- Selected excerpt -

-- BEGIN --

This is an important development – it represents tangible progress on the administration’s China strategy of “invest, align, compete.” Secretary of Commerce Gina Raimondo explained it succinctly; “This is about our very consequential trade relationship, which is good for America, good for China and good for the world,” she said.  During a recent panel discussion at the Wilson Center she also stated, “We need to do business with China, wherever we can, promote where we can, and protect where we must.”

The China Question: Engage or Oppose?

This approach stands in contrast to the political factions – vocal and militant in both the US and China – that seek outright confrontation which is influencing policy makers stuck between the bellicose approach and a more conciliatory one argued by many of our allies.  The tension between the two – and their uneasy coexistence – currently dominate US-China policy analysis and has been analyzed in many forums, including The Wilson Center’s. In a June podcast, Kissinger Institute director Robert Daly described the gulf between the positive tone that marked Secretary of State Anthony Blinken’s China visit and the harsh rhetoric that preceded and followed it – rhetoric that became even harsher after President Biden, trying to walk a line between the two camps, referred to President Xi as a “dictator.”   Global fellow Keith Rockwell examined the tension in evidence in Treasury Secretary Janet Yellen’s April statement that while “we do not seek to ‘decouple’ our economy from China’s,” the US would continue to assert its national security interests including in economic terms; her assertion of the need for security-based restrictions on economic ties with China is undermined by continued US reliance on tariffs, Rockwell suggested. In late August, in the wake of Secretary Raimondo’s China visit, Mark Kennedy, director of the center’s Wahba Institute for Strategic Competition spoke with The Washington Post’s Josh Rogin about China’s refusal to buy into Raimondo’s balanced approach to economic engagement and US security. China’s economic crackdowns “do not make sense if the goal is to promote long-term economic growth, but they could make sense if they are meant to help [China] endure a conflict with the West,” Kennedy said.

Pragmatism Is a Third Way

With these tensions in evidence and with the outcome in doubt, it is important to call out the advantages of a third way – a more pragmatic approach.  It is possible to build a framework for US-China cooperation via clearly defined programs with limited scope, multiple participants and tangible benefits – a framework that takes a step beyond the “intent to collaborate” represented by the working groups, toward programs that produce concrete results. 

I propose a Global Water Technology Fund focused on the water crisis, and the development of commercially viable water-related technologies. The central idea is that US and China, along with key participants, would form a consortium focused on investing in proven water-related technologies as well as making seed investments in new technologies.  The intent would be to accelerate the commercialization and deployment of these technologies – to conserve water resources globally. The Wilson Center is no stranger to that approach.  In fact, starting in 1997 it pioneered The China Environment Forum dedicated to forge US-China relations on environmental challenges in particular water issues and has issued a series of analysis and recommendations regarding the water crisis.

-- END --

- Given data -
-- BEGIN --

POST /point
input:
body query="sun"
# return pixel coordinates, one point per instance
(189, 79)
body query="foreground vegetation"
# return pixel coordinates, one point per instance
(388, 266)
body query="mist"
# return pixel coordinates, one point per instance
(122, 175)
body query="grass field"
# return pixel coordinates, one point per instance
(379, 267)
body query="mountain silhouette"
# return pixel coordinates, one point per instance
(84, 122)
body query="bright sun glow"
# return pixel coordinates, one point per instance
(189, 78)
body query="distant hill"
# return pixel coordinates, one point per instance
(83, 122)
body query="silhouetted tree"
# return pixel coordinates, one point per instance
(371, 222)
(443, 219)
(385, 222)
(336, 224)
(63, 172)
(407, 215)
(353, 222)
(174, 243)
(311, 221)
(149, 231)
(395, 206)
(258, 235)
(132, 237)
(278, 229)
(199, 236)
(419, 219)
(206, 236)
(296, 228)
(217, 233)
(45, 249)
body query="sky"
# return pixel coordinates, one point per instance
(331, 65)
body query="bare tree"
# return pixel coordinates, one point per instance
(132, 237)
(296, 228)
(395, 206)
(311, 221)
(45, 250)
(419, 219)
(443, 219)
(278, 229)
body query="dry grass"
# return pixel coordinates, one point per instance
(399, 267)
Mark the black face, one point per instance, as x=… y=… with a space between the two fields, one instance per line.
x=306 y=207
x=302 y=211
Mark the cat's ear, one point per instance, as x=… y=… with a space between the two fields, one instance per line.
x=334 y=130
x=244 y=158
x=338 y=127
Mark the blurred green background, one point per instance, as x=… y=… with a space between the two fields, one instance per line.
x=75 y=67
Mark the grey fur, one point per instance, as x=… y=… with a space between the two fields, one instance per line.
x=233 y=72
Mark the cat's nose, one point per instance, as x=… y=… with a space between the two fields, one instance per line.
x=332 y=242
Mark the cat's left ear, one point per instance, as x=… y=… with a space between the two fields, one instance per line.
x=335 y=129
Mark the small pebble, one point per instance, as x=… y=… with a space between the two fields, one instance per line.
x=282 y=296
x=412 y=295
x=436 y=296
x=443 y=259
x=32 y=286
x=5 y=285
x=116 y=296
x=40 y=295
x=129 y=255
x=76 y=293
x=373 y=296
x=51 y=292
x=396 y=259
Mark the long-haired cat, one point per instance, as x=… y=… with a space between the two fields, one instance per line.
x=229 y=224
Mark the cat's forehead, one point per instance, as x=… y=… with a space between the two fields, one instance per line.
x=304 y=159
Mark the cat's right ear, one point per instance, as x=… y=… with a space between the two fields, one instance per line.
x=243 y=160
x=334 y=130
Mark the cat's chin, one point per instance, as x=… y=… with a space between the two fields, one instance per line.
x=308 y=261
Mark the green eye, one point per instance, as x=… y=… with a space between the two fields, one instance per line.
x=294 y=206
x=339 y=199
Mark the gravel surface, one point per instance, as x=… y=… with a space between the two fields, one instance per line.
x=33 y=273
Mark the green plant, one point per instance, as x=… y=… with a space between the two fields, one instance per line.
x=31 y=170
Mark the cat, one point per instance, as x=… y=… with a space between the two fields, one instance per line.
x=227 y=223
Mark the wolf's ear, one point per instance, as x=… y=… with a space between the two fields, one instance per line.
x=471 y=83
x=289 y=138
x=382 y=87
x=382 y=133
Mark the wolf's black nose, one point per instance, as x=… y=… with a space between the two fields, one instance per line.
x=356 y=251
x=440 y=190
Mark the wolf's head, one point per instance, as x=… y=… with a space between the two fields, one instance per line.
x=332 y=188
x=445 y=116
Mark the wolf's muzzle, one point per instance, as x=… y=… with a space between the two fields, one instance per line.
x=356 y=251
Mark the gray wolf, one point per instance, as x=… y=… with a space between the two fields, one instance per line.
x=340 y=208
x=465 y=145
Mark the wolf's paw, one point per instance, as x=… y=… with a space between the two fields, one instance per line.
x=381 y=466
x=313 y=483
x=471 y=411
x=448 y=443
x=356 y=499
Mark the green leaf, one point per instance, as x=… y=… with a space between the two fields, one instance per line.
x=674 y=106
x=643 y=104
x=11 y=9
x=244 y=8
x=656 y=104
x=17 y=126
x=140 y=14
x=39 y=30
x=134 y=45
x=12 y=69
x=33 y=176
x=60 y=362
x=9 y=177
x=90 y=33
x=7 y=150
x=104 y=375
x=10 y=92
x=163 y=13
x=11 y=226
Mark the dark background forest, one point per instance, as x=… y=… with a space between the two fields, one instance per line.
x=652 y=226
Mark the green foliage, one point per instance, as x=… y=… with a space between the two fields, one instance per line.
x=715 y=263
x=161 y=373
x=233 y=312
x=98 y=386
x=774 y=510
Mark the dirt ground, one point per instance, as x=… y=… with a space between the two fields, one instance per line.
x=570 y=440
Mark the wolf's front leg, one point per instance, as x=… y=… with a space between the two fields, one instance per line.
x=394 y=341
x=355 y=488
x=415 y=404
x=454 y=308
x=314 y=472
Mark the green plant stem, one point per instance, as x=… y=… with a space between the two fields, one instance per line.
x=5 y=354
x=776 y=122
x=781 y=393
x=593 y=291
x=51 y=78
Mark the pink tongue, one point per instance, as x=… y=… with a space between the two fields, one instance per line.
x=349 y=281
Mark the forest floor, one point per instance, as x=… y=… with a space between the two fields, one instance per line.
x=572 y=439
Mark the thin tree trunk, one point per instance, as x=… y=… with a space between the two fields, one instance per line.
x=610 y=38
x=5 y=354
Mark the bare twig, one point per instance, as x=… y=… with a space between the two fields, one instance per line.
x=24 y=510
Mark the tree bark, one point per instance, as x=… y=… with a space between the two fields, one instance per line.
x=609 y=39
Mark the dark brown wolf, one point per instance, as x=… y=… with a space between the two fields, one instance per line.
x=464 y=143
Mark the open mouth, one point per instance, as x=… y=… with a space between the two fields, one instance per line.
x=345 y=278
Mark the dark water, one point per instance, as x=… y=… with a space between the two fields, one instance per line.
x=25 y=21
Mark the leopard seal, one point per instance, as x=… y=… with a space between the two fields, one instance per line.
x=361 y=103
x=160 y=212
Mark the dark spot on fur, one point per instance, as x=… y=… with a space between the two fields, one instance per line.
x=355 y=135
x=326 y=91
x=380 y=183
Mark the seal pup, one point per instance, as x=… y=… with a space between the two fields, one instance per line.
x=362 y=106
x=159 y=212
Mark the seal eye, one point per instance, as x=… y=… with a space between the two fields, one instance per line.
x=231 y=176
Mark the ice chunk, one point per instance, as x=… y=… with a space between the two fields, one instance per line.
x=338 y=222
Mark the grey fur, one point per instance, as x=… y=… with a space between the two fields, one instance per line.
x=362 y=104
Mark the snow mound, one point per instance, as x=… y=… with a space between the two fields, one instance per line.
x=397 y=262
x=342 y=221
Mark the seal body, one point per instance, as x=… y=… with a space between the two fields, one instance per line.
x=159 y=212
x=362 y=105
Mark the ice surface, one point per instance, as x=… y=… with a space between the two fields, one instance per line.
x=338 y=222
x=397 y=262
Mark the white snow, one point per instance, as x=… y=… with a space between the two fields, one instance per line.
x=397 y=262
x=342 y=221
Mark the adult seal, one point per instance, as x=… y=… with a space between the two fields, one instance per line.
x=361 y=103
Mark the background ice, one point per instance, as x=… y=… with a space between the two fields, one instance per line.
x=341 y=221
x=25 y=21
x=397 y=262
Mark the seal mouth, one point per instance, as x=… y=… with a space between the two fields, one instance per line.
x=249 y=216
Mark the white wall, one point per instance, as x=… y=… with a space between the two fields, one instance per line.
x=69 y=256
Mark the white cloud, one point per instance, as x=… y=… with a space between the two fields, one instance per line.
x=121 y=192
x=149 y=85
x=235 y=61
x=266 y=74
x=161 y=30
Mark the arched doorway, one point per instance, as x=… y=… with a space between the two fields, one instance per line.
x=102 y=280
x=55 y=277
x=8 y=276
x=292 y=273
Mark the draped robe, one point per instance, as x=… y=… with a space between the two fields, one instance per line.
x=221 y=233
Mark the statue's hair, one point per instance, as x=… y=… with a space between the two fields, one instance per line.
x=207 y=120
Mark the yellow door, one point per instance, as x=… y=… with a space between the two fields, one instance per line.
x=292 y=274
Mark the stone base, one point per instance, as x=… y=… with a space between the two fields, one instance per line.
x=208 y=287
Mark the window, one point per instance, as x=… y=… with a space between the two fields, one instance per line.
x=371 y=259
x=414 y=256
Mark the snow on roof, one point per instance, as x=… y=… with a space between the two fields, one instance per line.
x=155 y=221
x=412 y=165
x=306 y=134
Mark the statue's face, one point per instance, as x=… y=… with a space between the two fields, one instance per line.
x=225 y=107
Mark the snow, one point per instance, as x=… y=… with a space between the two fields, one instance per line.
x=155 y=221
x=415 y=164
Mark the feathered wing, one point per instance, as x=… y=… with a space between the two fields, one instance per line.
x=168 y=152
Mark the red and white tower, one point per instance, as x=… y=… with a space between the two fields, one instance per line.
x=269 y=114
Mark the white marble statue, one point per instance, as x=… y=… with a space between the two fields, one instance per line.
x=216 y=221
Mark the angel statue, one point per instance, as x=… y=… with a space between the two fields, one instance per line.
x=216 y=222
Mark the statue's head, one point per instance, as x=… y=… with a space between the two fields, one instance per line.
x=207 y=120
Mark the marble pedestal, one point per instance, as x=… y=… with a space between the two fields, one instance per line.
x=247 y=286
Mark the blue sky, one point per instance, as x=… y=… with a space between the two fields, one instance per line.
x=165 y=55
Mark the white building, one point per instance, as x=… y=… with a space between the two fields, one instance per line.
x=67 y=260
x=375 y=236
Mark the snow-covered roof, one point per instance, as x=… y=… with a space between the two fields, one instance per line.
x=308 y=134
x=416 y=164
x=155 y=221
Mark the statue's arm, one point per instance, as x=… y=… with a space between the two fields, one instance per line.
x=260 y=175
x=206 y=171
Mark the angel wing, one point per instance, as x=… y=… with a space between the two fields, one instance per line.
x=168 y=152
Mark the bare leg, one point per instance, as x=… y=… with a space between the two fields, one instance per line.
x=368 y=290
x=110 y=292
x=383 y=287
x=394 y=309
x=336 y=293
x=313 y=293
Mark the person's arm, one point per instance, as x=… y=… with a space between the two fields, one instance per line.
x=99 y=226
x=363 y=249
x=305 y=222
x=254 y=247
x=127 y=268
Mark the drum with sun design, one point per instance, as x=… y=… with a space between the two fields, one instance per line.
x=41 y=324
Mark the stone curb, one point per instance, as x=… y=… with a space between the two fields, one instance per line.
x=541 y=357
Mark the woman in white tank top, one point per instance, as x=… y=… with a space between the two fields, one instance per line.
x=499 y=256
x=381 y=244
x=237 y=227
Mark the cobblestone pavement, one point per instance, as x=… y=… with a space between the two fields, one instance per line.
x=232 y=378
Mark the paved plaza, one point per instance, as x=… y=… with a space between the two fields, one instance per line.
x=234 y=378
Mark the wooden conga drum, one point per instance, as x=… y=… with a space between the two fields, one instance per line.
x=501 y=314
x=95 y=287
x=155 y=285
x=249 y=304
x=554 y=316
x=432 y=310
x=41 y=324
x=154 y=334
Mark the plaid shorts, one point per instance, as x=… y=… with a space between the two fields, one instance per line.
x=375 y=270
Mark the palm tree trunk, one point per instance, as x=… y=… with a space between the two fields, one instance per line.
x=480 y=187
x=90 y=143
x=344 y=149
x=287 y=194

-- END --

- Task list -
**A)** Copy word for word the part of the passage on US-China relations that starts with "I propose a" and goes on through "the water crisis.".
**B)** Extend the passage on US-China relations onward from its final sentence.
The material that comes after the passage on US-China relations stands apart from it.

- Answers in order -
**A)**
I propose a Global Water Technology Fund focused on the water crisis, and the development of commercially viable water-related technologies. The central idea is that US and China, along with key participants, would form a consortium focused on investing in proven water-related technologies as well as making seed investments in new technologies.  The intent would be to accelerate the commercialization and deployment of these technologies – to conserve water resources globally. The Wilson Center is no stranger to that approach.  In fact, starting in 1997 it pioneered The China Environment Forum dedicated to forge US-China relations on environmental challenges in particular water issues and has issued a series of analysis and recommendations regarding the water crisis.

**B)**
The Water Crisis: Urgent and Far-Reaching 

As was made clear most recently at the U.N. 2023 Water Conference, we are in the midst of a water crisis – driven by climate change, population growth, irrigation, livestock, energy production, unconstrained manufacturing and a lack of water infrastructure which is growing progressively more acute. According to newly released data from the World Resources Institute, 25 countries, housing 25% of the world’s population, face “extremely high” water stress. And at least half of the world’s population, approximately 4 billion people, live under highly water-stressed conditions for at least one month each year. By 2050, an additional billion people will be living in high water stress areas.

The economic impact is significant. The authors of a recent World Bank study estimate that severe drought can reduce economic growth by 0.85 percentage points. For an average growth rate during the period under study of 2.19% for emerging economies that represents 38% of economic growth rate that would disappear in severe drought conditions!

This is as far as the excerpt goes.